Exercise brief:
Copy out the material in full. Leave every line as it is.

Stored data:
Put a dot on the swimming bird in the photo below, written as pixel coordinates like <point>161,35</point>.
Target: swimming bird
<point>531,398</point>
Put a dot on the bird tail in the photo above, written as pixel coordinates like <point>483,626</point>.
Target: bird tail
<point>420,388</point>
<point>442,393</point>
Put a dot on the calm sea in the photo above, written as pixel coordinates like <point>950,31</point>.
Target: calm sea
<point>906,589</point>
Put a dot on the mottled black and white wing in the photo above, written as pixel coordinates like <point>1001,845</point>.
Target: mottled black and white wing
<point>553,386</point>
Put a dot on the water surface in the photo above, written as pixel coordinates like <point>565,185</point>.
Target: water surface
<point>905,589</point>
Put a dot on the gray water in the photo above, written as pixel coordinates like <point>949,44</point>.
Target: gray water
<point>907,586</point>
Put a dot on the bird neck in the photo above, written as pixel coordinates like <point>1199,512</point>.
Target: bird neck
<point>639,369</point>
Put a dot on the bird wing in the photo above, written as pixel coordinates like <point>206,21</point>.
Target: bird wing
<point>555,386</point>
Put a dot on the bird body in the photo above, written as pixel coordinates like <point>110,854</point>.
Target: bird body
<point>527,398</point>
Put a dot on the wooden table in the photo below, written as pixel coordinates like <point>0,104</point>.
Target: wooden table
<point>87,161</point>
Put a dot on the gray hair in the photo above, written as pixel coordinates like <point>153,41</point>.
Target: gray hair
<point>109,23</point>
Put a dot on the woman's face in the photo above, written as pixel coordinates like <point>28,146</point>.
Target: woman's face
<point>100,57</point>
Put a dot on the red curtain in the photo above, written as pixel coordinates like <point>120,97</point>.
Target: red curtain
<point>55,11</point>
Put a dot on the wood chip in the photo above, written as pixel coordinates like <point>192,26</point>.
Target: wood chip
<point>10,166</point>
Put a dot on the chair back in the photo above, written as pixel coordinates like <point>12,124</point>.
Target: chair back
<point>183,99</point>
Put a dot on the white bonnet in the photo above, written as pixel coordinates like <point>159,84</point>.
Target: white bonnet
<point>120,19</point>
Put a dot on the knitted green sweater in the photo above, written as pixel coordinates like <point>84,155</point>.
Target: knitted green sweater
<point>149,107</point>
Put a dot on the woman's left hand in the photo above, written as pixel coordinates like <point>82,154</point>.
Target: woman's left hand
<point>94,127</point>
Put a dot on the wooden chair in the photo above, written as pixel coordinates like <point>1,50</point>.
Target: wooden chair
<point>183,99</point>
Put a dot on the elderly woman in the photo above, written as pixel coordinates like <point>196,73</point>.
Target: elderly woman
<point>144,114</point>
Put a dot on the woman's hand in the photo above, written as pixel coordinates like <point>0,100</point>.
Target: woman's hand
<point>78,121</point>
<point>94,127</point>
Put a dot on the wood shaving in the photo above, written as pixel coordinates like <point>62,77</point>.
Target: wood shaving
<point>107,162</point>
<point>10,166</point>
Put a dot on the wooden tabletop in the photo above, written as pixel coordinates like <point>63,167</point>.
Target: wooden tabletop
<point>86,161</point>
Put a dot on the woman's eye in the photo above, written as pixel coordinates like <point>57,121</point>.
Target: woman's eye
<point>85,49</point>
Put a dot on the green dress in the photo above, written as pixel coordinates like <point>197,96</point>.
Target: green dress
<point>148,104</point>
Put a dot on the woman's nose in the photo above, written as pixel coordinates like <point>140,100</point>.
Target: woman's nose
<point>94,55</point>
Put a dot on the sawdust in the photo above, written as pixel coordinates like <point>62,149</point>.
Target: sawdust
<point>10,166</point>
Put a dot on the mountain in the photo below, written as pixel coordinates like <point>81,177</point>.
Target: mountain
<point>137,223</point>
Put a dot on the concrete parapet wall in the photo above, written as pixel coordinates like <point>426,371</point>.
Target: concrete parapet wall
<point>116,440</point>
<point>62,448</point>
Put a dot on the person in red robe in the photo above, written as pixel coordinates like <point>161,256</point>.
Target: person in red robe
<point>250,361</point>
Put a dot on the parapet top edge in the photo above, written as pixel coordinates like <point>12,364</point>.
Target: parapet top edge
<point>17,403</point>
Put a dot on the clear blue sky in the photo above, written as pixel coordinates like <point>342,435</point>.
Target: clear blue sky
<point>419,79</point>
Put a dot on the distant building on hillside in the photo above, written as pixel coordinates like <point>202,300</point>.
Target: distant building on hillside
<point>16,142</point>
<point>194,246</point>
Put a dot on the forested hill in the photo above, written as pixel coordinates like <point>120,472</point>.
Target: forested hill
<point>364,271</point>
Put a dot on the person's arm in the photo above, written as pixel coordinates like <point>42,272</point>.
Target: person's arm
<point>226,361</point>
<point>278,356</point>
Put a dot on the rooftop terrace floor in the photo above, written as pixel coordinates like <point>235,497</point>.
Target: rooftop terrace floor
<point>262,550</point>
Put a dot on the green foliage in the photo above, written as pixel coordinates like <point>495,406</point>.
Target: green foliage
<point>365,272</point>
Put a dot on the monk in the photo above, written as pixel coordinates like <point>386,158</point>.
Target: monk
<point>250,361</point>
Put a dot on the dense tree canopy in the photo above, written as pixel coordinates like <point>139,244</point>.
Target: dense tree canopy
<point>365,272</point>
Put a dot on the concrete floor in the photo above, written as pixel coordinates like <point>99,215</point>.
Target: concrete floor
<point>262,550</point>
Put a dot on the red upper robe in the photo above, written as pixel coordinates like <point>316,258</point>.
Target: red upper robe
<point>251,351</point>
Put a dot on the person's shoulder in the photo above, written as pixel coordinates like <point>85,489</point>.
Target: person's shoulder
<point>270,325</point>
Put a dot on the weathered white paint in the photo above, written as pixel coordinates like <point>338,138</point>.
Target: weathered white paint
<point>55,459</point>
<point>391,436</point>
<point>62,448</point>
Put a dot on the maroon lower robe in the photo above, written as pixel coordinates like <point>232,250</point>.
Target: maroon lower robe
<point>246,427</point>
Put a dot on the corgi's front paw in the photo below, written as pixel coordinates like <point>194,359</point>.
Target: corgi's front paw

Solution for this task:
Put a dot on the swimming bird in the photo below, written as pixel coordinates like <point>161,35</point>.
Target: swimming bird
<point>531,398</point>
Put a dot on the bird tail in the photo above, written as pixel coordinates like <point>483,626</point>.
Target: bird tail
<point>420,388</point>
<point>442,393</point>
Put a dot on the calm sea in the photo above, written as pixel coordinates like <point>950,31</point>.
Target: calm sea
<point>906,589</point>
Put a dot on the mottled black and white wing in the photo above, written as pixel coordinates like <point>1001,845</point>.
Target: mottled black and white wing
<point>553,386</point>
Put a dot on the water surface in the photo above, written as pixel coordinates like <point>565,185</point>.
Target: water surface
<point>905,589</point>
Put a dot on the gray water in the photo above, written as pixel coordinates like <point>949,44</point>.
Target: gray water
<point>907,586</point>
Put a dot on the bird neck in the photo above, written as pixel coordinates like <point>1199,512</point>.
Target: bird neck
<point>639,369</point>
Put a dot on the bird wing in the photo above, written as pixel coordinates like <point>206,21</point>.
Target: bird wing
<point>555,386</point>
Put a dot on the bird body in the photo above, written as pixel coordinates like <point>110,854</point>.
Target: bird body
<point>527,398</point>
Put a dot on the wooden table in the photo below, written as pixel coordinates like <point>0,104</point>.
Target: wooden table
<point>87,161</point>
Put a dot on the gray hair in the photo above, written as pixel coordinates like <point>153,41</point>.
Target: gray hair
<point>109,23</point>
Put a dot on the woman's face in the photo above, written as pixel coordinates like <point>28,146</point>.
Target: woman's face
<point>100,57</point>
Put a dot on the red curtain in the photo above, written as pixel coordinates like <point>120,97</point>.
Target: red curtain
<point>55,11</point>
Put a dot on the wood chip in the photo above, written as pixel coordinates like <point>192,26</point>.
Target: wood chip
<point>10,166</point>
Put a dot on the chair back in the photo above, written as pixel coordinates like <point>12,124</point>.
Target: chair back
<point>183,99</point>
Put a dot on the white bonnet in the photo above, written as pixel coordinates like <point>159,84</point>.
Target: white bonnet
<point>120,19</point>
Put a dot on the knitted green sweater in the photo above, written as pixel coordinates like <point>84,155</point>.
Target: knitted green sweater
<point>149,107</point>
Put a dot on the woman's left hand in the photo above, written as pixel coordinates like <point>82,154</point>.
Target: woman's left hand
<point>94,127</point>
Put a dot on the wooden chair in the photo above, written as pixel coordinates like <point>1,50</point>.
Target: wooden chair
<point>183,99</point>
Put a dot on the elderly woman in the photo above, written as pixel coordinates like <point>196,73</point>.
Target: elderly woman
<point>144,114</point>
Put a dot on the woman's hand in the photo above, written as pixel coordinates like <point>0,100</point>.
Target: woman's hand
<point>78,121</point>
<point>94,127</point>
Put a dot on the wood shaving in the photo above, written as pixel coordinates like <point>62,77</point>.
Target: wood shaving
<point>107,162</point>
<point>10,166</point>
Put a dot on the wooden tabletop in the photo above, written as pixel coordinates like <point>63,167</point>.
Target: wooden tabletop
<point>86,161</point>
Put a dot on the woman's eye in the photo above, written as pixel coordinates like <point>57,121</point>.
Target: woman's eye
<point>85,49</point>
Put a dot on the green dress in the photo above, written as pixel coordinates like <point>197,96</point>.
Target: green dress
<point>148,104</point>
Put a dot on the woman's nose in the photo above, written as pixel coordinates like <point>140,100</point>.
Target: woman's nose
<point>94,55</point>
Put a dot on the sawdust in the photo above, written as pixel coordinates like <point>62,149</point>.
Target: sawdust
<point>10,166</point>
Put a dot on the mountain in the photo below, written as pixel coordinates like <point>81,177</point>.
Target: mountain
<point>137,223</point>
Put a dot on the concrete parapet wall in the photo above, written as pixel coordinates like <point>426,371</point>.
Target: concrete parapet wall
<point>116,440</point>
<point>62,448</point>
Put a dot on the person in red robe in the photo above, written as pixel coordinates like <point>161,256</point>.
Target: person in red robe
<point>250,361</point>
Put a dot on the parapet top edge in the photo above, written as pixel coordinates like <point>12,364</point>.
Target: parapet top edge
<point>17,403</point>
Put a dot on the clear blue sky in the photo above, written as pixel coordinates like <point>342,435</point>.
Target: clear blue sky
<point>419,79</point>
Put a dot on the distant building on hillside in the photo above, written as pixel coordinates like <point>202,300</point>.
Target: distant building on hillside
<point>16,142</point>
<point>194,246</point>
Put a dot on the forested hill in the photo above, written as pixel coordinates like <point>120,472</point>.
Target: forested hill
<point>364,271</point>
Put a dot on the person's arm in the photo above, written as pixel coordinates like <point>42,272</point>.
Target: person's arm
<point>226,361</point>
<point>278,356</point>
Put a dot on the rooftop terrace floor in the photo above, written as pixel coordinates like <point>235,497</point>.
Target: rooftop terrace floor
<point>262,550</point>
Put a dot on the green foliage in the photo above, written as pixel coordinates like <point>495,406</point>.
Target: green foliage
<point>365,272</point>
Put a dot on the monk in the photo above, written as pixel coordinates like <point>386,158</point>.
Target: monk
<point>250,361</point>
Put a dot on the dense tree canopy in the photo above, written as pixel coordinates like <point>139,244</point>.
Target: dense tree canopy
<point>365,272</point>
Put a dot on the concrete floor in the photo above, written as pixel coordinates like <point>99,215</point>.
Target: concrete floor
<point>262,550</point>
Put a dot on the red upper robe in the photo above, written as pixel coordinates like <point>316,258</point>.
Target: red upper robe
<point>251,351</point>
Put a dot on the person's shoulder in the photo above, written as pixel coordinates like <point>85,489</point>.
Target: person's shoulder
<point>270,325</point>
Put a dot on the weathered white paint in the photo above, written as pixel coordinates like <point>338,138</point>.
Target: weathered white paint
<point>55,459</point>
<point>391,436</point>
<point>62,448</point>
Put a dot on the maroon lower robe in the photo above, written as pixel coordinates like <point>232,250</point>.
Target: maroon lower robe
<point>246,427</point>
Put a dot on the corgi's front paw in the photo below, written as pixel coordinates like <point>194,359</point>.
Target: corgi's front paw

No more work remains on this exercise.